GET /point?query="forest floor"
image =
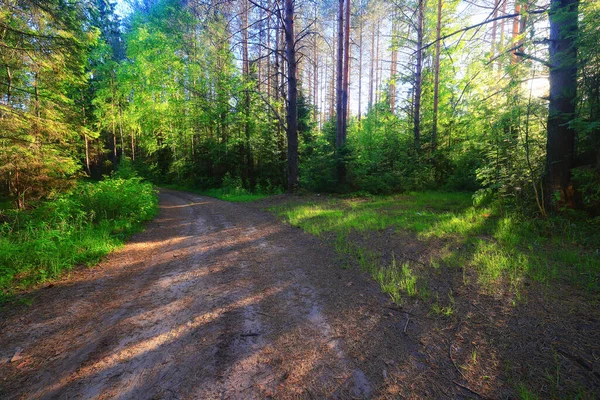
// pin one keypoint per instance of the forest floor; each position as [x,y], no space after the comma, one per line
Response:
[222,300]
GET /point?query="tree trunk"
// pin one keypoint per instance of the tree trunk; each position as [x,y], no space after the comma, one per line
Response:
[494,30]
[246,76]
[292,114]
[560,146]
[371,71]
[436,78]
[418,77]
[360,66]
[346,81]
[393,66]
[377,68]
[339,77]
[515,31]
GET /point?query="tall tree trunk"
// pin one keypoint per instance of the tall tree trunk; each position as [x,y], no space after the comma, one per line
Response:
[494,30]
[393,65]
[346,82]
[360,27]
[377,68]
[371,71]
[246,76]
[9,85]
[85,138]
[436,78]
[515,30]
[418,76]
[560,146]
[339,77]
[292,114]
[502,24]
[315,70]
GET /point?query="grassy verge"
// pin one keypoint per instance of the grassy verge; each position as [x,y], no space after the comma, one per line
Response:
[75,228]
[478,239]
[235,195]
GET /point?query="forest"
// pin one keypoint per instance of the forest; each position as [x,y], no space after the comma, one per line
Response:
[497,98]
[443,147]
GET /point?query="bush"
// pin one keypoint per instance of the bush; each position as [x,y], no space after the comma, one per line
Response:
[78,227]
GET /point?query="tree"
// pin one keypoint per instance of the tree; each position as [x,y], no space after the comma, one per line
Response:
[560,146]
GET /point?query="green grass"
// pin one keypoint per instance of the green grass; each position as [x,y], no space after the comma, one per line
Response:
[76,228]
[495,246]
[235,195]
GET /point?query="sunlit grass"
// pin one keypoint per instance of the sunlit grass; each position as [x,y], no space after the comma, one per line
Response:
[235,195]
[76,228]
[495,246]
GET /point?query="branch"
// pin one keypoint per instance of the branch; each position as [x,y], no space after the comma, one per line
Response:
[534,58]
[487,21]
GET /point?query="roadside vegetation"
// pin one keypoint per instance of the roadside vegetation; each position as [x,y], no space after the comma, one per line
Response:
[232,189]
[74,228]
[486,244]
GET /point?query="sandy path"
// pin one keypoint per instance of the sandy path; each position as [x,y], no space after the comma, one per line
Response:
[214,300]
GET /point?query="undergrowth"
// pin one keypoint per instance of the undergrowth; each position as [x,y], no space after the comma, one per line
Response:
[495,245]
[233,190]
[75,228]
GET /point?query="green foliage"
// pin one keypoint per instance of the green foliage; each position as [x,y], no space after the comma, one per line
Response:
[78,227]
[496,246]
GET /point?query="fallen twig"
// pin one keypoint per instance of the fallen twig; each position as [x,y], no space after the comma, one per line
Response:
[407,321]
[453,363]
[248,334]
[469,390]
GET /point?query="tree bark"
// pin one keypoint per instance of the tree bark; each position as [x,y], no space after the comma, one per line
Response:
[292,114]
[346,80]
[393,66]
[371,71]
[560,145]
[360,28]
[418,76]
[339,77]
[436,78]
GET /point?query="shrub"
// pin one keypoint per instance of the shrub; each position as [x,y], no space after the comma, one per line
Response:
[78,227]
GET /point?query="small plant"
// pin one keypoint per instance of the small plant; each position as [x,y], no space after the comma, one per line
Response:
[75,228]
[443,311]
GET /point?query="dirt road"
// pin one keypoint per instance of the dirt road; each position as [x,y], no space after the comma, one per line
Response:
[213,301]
================
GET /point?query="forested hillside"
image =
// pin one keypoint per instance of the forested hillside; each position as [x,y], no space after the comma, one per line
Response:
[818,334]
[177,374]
================
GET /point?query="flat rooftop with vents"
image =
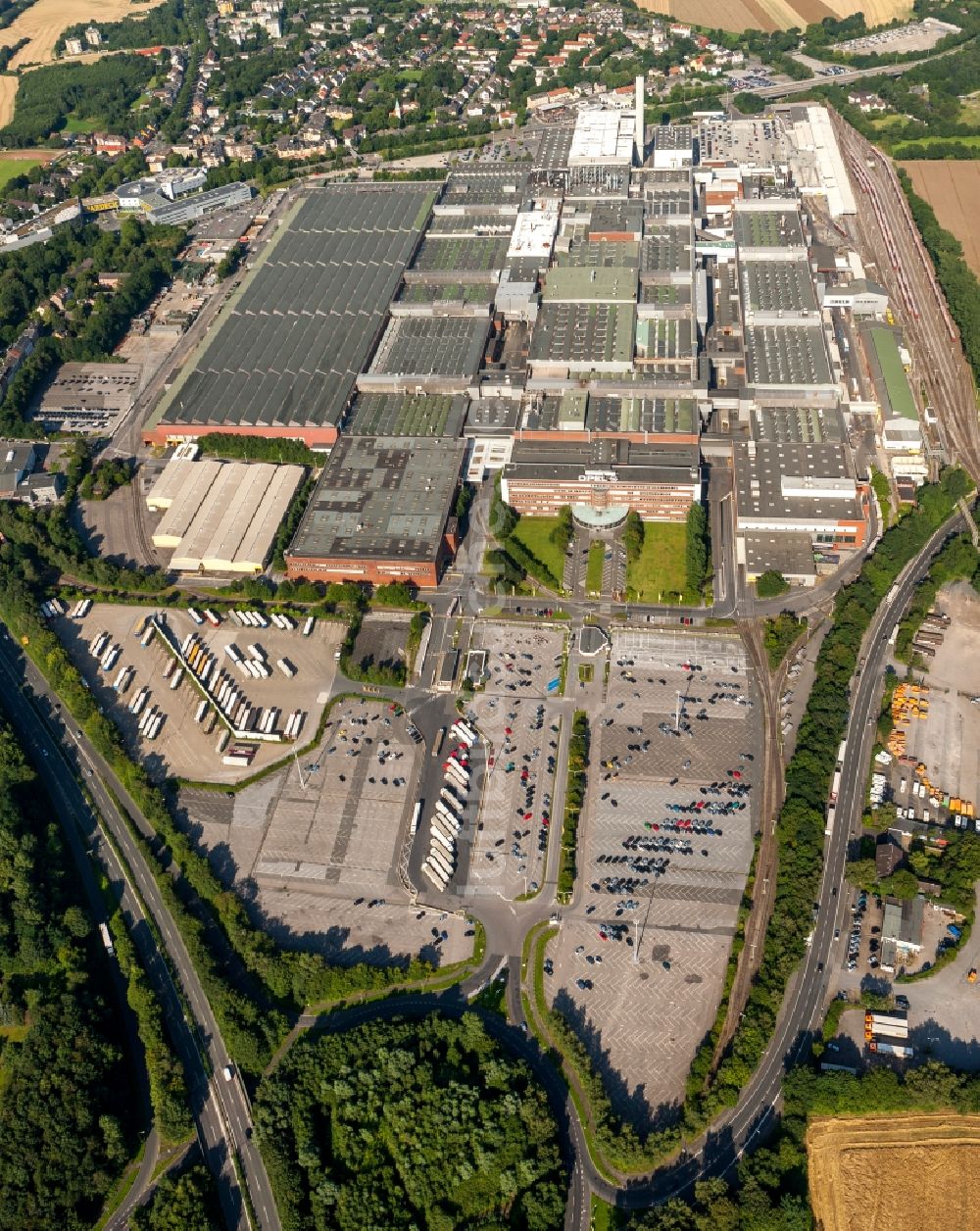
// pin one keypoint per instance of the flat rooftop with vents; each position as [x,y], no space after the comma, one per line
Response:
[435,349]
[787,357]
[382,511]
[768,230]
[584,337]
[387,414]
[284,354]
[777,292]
================
Exercise directions ->
Filter the rows above down to those containing the string "trunk", copying each matching line in full. Matching is case-sensitive.

Problem solution ->
GET /point?query="tree trunk"
// pin one keypoint per instance of the tree trunk; each position as [x,y], no space after the comma, one per line
GET /point?query="tall tree trunk"
// pin one keypoint per instance of the tall tree trunk; each position as [x,y], no space after the comma, one per line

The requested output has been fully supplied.